Il apparaît ainsi évident que les hydrocarbures ont eu des effets intégrants certains sur l’économie mais on bute sur un paradoxe qu’alimente le ballottement entre la fonction d’intégration et la fonction de promotion des exportations d’hydrocarbures; la seconde tendant à l’emporter chaque fois sur la première. Pour preuve, la part relative des exportations continue de représenter plus de 2/3 de la production totale durant toute la période ainsi que le confirme B. Hamel : « Son efficacité par rapport à la reproduction du système productif est non seulement indirecte (contribution au développement de laFBCF/B 19), mais elle tend à se réduire de manière significative comme l’illustre l’indicateur privilégié relatif à la part, de plus en plus grande, des ressources financières (obtenues par la valorisation des hydrocarbures) qu’elle draine pour sa propre reproduction » 20.

Le second bloc d’industries industrialisantes est constitué de la sidérurgie qui a engagé une masse d’investissements à forte teneur en capital. Les effets en amont attendus de ce secteur sont pour l’essentiel la valorisation des matières premières et le développement des infrastructures. En aval, il s’agit de favoriser le développement de l’agriculture et de certaines industries comme la mécanique ou le BTP, en répondant à leurs demandes respectives en biens sidérurgiques.

### ENREGISTREMENTS
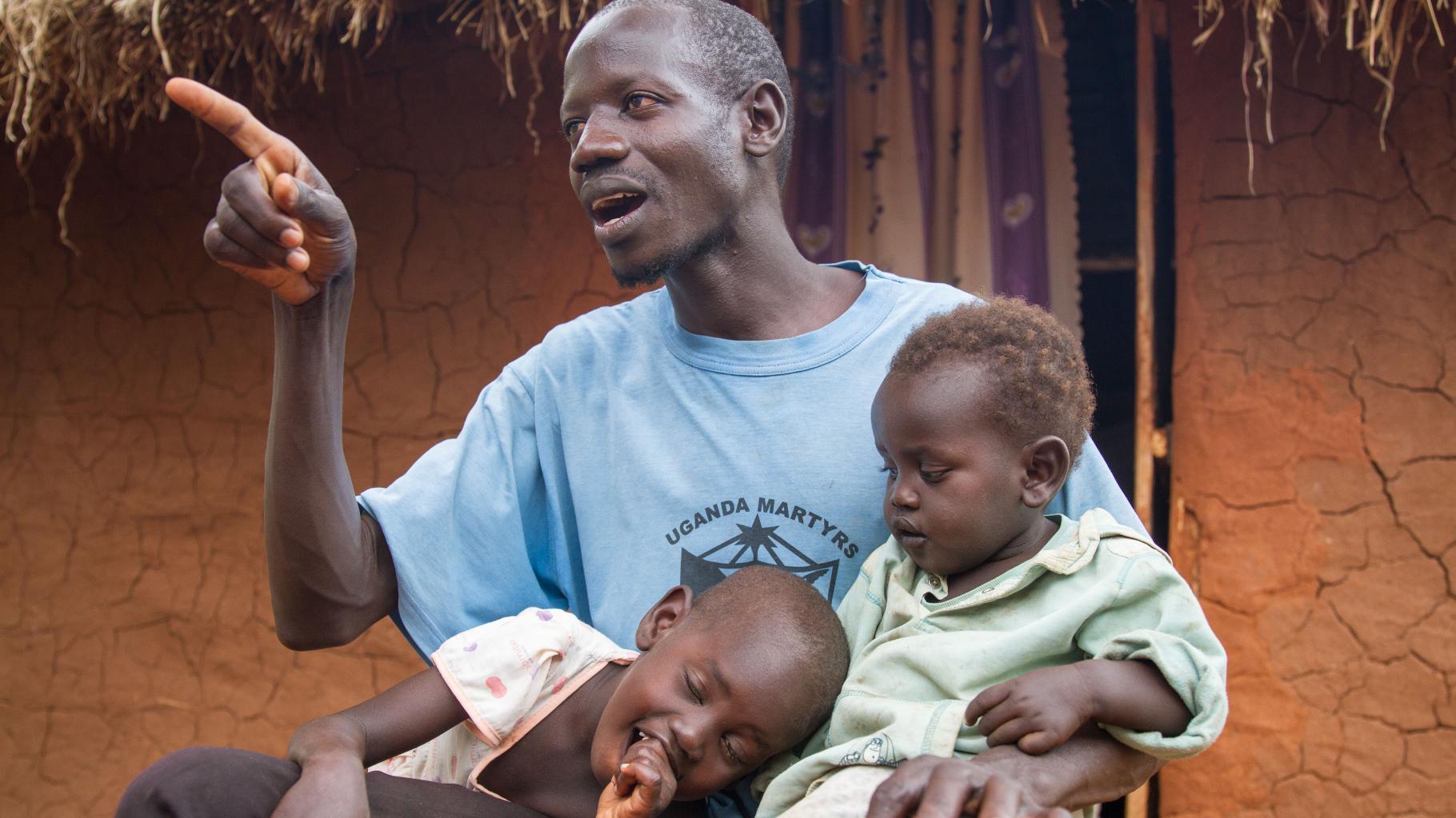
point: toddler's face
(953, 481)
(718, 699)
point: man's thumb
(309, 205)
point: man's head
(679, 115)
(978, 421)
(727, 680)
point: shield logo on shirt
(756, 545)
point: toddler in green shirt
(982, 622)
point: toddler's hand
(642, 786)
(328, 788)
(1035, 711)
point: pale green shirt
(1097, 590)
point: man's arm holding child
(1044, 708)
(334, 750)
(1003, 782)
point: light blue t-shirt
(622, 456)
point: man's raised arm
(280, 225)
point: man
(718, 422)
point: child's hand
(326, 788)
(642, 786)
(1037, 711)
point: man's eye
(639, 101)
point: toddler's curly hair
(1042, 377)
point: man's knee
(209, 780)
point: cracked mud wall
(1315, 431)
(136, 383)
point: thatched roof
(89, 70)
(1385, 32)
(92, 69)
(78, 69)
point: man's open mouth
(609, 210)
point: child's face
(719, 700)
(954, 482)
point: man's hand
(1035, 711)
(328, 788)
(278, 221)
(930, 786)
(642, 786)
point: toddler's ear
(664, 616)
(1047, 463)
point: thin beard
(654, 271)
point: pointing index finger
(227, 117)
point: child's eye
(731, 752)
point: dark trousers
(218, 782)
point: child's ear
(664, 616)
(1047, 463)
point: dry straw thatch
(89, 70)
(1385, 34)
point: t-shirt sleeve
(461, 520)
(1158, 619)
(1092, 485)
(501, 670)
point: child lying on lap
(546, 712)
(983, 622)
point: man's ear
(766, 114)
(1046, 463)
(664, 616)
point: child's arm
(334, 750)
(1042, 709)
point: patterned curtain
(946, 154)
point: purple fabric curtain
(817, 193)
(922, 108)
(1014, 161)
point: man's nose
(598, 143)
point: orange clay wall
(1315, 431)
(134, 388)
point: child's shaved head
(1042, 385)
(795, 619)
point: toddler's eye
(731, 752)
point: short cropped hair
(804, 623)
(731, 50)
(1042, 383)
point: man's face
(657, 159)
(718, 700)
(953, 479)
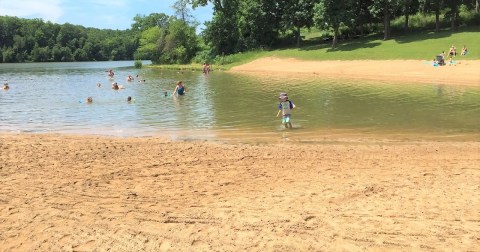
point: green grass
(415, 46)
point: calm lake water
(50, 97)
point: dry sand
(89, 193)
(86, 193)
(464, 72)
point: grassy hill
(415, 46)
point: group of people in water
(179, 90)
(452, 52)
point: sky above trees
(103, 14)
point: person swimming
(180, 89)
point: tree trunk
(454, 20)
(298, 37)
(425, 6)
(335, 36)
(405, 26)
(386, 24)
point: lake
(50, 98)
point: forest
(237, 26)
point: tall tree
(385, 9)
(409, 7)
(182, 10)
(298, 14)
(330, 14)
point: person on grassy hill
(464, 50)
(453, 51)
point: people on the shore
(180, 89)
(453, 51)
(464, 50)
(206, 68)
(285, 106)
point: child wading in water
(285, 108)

### CONSIGNE 1
Peux-tu convertir en tableau Markdown les lignes des enregistrements, en commençant à celle qui contient « point: tall tree » et en t'arrêtant à la fin des enregistrements, avec une colonne « N° » pour le numéro de rang et une colonne « Ligne » pour la ligne, sans les lignes vides ?
### CONSIGNE 2
Peux-tu poursuivre le texte sur les industries industrialisantes après sa dernière phrase ?
Les enregistrements n'ont aucun lien avec le texte sur les industries industrialisantes.

### RÉSULTAT ATTENDU 1
| N° | Ligne |
|---|---|
| 1 | point: tall tree |
| 2 | (385, 9) |
| 3 | (409, 7) |
| 4 | (182, 10) |
| 5 | (298, 14) |
| 6 | (330, 14) |
| 7 | point: person on grassy hill |
| 8 | (464, 50) |
| 9 | (453, 51) |
| 10 | point: people on the shore |
| 11 | (180, 89) |
| 12 | (453, 51) |
| 13 | (464, 50) |
| 14 | (206, 68) |
| 15 | (285, 106) |
| 16 | point: child wading in water |
| 17 | (285, 108) |

### RÉSULTAT ATTENDU 2
Durant la période 1967-1969, la sidérurgie a vu ses inputs, constitués essentiellement de minerais de fer, de charbon et de manganèse, évoluer rapidement allant jusqu’à la réduction des exportations et même de la production de fer (production pour laquelle elle avait un excèdent) et l’augmentation des importations du charbon de coke (produit pour lequel elle dépend entièrement de l’extérieur).

En aval, les niveaux de production d’acier restent en deçà des prévisions. Les taux de satisfaction de la demande passent de 20% en 1973 à 26% en 1977, le maximum a été atteint en 1974 avec un taux de 33%. Ainsi, la sidérurgie ne satisfait que le quart de la demande d’acier et même moins si on déduit les produits fabriqués à base de produits importés. De plus deux secteurs seulement se partagent la production de la sidérurgie : les hydrocarbures et le BTP avec 80% pour le premier secteur.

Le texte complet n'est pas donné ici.